Extract provided →
━━━━━━━━━━

Also, I have had an HR20 for about a little over a year and that came with RC24 and the code from the RC64 booklet worked on that remote as well.

Good luck.

Edit to add, both my RC24 and RC64 do the double blink that Thomas says would indicate they are clunkers. They are not!


----------



## TigersFanJJ (Feb 17, 2006)

Merg,

The reason it takes two presses of the PWR button to turn the tv off is because the first press (after you slide the switch) always sends the command for the D* receiver to display the "Your Remote Is In The TV Mode" on the screen.

The best way I have found to get around getting that message on the screen is to do this in order.

When turning everything off:
1. With the switch in D* mode, press PWR. (the D* box will turn off)
2. Slide the switch to the TV mode.
3. Press PWR twice to turn off the tv. (some TVs take 3 or 4 presses)
4. Leave it in the TV mode until you are ready to turn it back on.

When turning everything back on:
1. Press PWR. (The TV will turn on)
2. Slide the switch to the D* mode.
3. Press PWR. (The D* receiver will turn on and be ready to use without having to worry about clearing the remote is in tv mode screen)

It takes a few times to get used to it, but it will almost become second nature to turn it on and off this way.

Hope this helps.


----------



## LI-SVT (May 18, 2006)

FWIW,
I have an older Samsung TV with the same problem. I have tries an RC24, 32, and 64. All of them do the same thing. I find it easiest to leave the remote next to the TV when not in use. As I go to pick up the remote I hit the power button on the front of the TV, problem solved.


----------



## Charlutz (Jul 30, 2007)

Xaa said:


> There were only 5 codes listed on the R15 screen for my upstairs TV and one worked, but exhibited exactly what you describe. The actual manual that came with the remote in the box with the R15 had many more codes (like 20). A bunch of those operated incorrectly, exactly like above, but there was a code in that list that worked completely even with the On and Off that does both simultaneously. Could simply be variations of the same code with longer delays etc, but I would suggest you do the same if you still have your booklet.


Any chance you could post the codes for Hitachi? The remote pulls up 4 codes and none of them work. TV is only 4-5 years old. I checked my booklet and it has no additional codes.

━━━━━━━━━━

Stored data →

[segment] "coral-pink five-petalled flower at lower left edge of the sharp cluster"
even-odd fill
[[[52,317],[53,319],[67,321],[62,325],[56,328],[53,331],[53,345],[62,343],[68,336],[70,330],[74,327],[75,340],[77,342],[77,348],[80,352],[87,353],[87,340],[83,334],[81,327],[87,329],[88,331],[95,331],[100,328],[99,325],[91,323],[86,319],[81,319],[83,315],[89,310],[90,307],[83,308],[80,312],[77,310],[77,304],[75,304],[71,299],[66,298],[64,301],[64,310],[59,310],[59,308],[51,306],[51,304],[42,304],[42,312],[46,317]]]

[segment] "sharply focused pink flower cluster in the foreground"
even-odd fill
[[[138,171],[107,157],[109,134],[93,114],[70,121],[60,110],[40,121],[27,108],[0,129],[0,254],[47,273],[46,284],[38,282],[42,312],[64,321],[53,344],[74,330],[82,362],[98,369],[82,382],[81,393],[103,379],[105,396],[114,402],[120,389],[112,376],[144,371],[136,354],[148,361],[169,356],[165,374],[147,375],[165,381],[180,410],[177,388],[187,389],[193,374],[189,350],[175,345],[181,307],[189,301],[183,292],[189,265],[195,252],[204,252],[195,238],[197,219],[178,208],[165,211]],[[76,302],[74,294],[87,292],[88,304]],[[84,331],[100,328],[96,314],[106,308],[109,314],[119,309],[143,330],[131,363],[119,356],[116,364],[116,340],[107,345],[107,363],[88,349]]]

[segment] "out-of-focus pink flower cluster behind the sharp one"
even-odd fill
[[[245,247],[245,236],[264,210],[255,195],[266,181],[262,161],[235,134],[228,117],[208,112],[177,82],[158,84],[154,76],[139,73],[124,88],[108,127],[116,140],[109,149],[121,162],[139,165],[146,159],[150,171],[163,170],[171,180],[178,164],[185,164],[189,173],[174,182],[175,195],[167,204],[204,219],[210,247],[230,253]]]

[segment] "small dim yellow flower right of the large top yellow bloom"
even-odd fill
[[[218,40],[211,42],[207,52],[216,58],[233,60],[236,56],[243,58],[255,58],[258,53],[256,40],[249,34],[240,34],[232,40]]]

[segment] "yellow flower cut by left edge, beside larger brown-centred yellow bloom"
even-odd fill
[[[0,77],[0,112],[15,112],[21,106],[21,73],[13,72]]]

━━━━━━━━━━

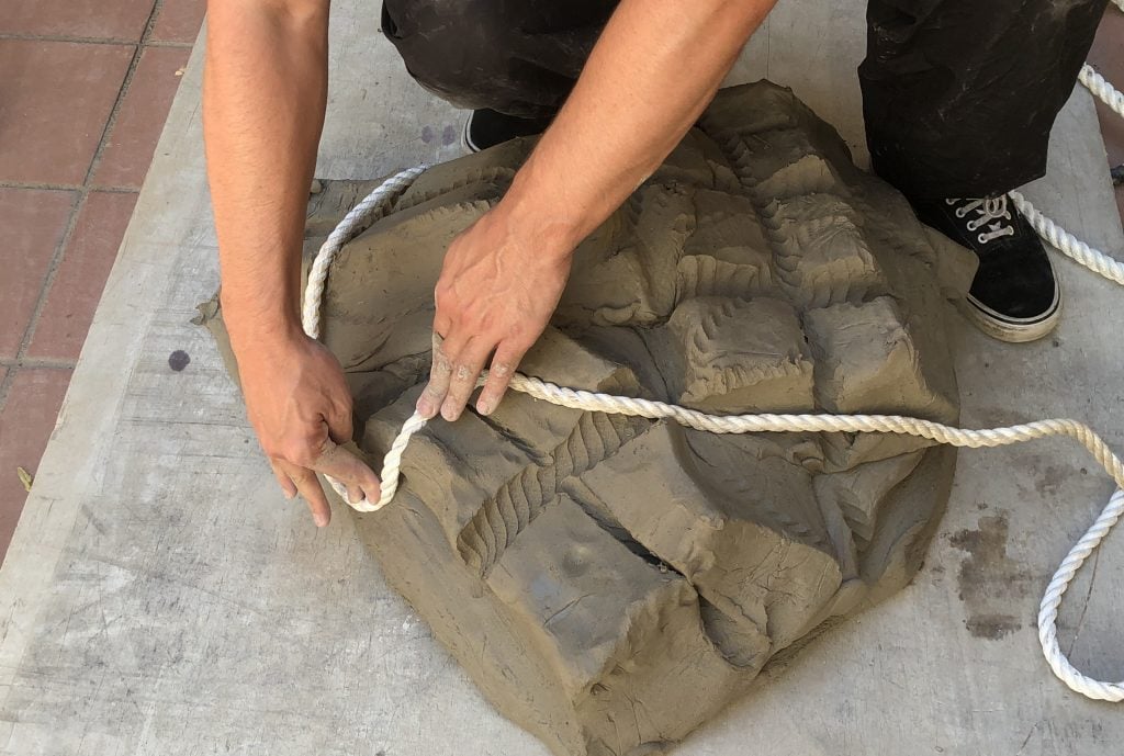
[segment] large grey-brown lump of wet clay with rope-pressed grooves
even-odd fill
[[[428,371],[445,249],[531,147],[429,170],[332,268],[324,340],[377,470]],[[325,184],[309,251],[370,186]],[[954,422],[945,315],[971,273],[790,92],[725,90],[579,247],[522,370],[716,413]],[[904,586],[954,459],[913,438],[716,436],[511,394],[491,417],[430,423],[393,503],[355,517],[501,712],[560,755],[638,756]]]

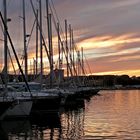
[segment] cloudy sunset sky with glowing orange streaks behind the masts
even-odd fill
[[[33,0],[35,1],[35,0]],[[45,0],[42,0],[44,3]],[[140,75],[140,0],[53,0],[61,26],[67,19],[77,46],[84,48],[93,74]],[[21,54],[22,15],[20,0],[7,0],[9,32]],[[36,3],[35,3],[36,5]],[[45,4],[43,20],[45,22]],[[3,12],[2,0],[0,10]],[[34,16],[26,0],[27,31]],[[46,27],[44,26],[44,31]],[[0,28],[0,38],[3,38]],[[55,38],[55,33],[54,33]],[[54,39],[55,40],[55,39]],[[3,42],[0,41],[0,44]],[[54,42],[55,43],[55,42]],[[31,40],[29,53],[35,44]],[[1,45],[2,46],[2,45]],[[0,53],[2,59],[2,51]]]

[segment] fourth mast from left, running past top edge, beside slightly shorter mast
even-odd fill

━━━━━━━━━━

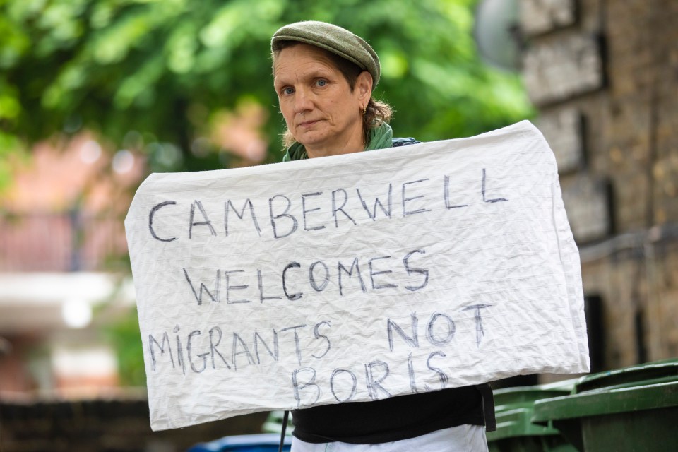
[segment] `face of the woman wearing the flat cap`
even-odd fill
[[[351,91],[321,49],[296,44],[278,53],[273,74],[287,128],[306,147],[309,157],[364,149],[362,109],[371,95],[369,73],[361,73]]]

━━━━━━━━━━

Goal of the exercise →
Please repeat the stretch of the remote-control thread from "The reason it" through "the TV mode.", word for word. Rely only on the remote-control thread for what comes next, not on the lines.

Output of the task →
The reason it takes two presses of the PWR button to turn the tv off is because the first press (after you slide the switch) always sends the command for the D* receiver to display the "Your Remote Is In The TV Mode" on the screen.

The best way I have found to get around getting that message on the screen is to do this in order.

When turning everything off:
1. With the switch in D* mode, press PWR. (the D* box will turn off)
2. Slide the switch to the TV mode.